— Begin PAGE TEXT —

- League: Super League
- Duration: 28 Rounds
- Teams: 12
- Highest attendance: 25,004 Wigan Warriors vs St. Helens (25 March)
- Lowest attendance: 2,682 Salford City Reds vs Huddersfield Giants (2 July)
- Total attendance: 1,492,464 (average 8,884)
- Broadcast partners: Sky Sports

2005 Season
- Champions: Bradford Bulls 4th Super League title 6th British title
- League Leaders: St. Helens
- Man of Steel: Jamie Lyon
- Top point-scorer: Paul Deacon (322)
- Top try-scorer: Lesley Vainikolo (32)

New franchise
- Awarded to: Catalans Dragons

Promotion and relegation
- Promoted from National League One: Castleford Tigers
- Relegated to National League One: Leigh Centurions Widnes Vikings

= 2005 Super League season =

British rugby league season

Super League X is the official name of 2005's Super League season. It was the 10th season of the Super League and saw twelve teams from across England compete for the premiership. The season kicked off in early February, culminating in a six team play-off series

The Grand Final, held at Old Trafford on 15 October, saw Bradford Bulls crowned Champions. The Grand Final was the final match of a which itself was the climax of a league season that kicked off in early February.

==Season summary==
Either one or two teams were to be relegated from the league at the end of the season in order to make way for new entrants. The bottom team were certain to be relegated, in order to allow in French club Catalans Dragons. The second bottom team would only be relegated if the winner of National League One met the criteria for Super League entry. On the 3 October the Rugby Football League announced that both finalists in this competition, Castleford Tigers and Whitehaven were eligible for promotion, hence two teams were relegated.

The season was a commercial success, with a rise in average crowd size for the regular rounds of 8,887, continuing the trend of rises every year since 2001. This is the first time in the history of Super League the Grand Final has not included the league leader at the end of the regular season: St Helens were knocked out by Bradford Bulls in the semi-final.

— End PAGE TEXT —
— Begin RECORD EXTRACTS —

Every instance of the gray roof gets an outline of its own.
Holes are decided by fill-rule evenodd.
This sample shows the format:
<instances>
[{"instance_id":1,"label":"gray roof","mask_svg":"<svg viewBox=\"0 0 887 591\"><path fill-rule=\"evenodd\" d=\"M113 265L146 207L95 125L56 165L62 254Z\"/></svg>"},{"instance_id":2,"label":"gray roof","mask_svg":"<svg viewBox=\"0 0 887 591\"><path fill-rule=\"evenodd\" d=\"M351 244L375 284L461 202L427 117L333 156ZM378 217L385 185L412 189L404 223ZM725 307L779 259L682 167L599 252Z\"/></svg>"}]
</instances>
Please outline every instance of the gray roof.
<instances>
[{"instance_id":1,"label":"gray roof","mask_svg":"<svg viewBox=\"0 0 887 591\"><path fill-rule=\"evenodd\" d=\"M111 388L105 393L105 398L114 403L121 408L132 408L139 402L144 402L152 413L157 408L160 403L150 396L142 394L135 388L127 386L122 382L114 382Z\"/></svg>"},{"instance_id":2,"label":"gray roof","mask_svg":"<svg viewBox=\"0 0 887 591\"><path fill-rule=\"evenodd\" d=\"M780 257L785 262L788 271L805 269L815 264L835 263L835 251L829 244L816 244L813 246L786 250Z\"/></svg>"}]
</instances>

— End RECORD EXTRACTS —

• REQUIRED TASK
In the Super League season text above, which club knocked St. Helens out in the semi-final?

• THE COMPLETED TASK
Bradford Bulls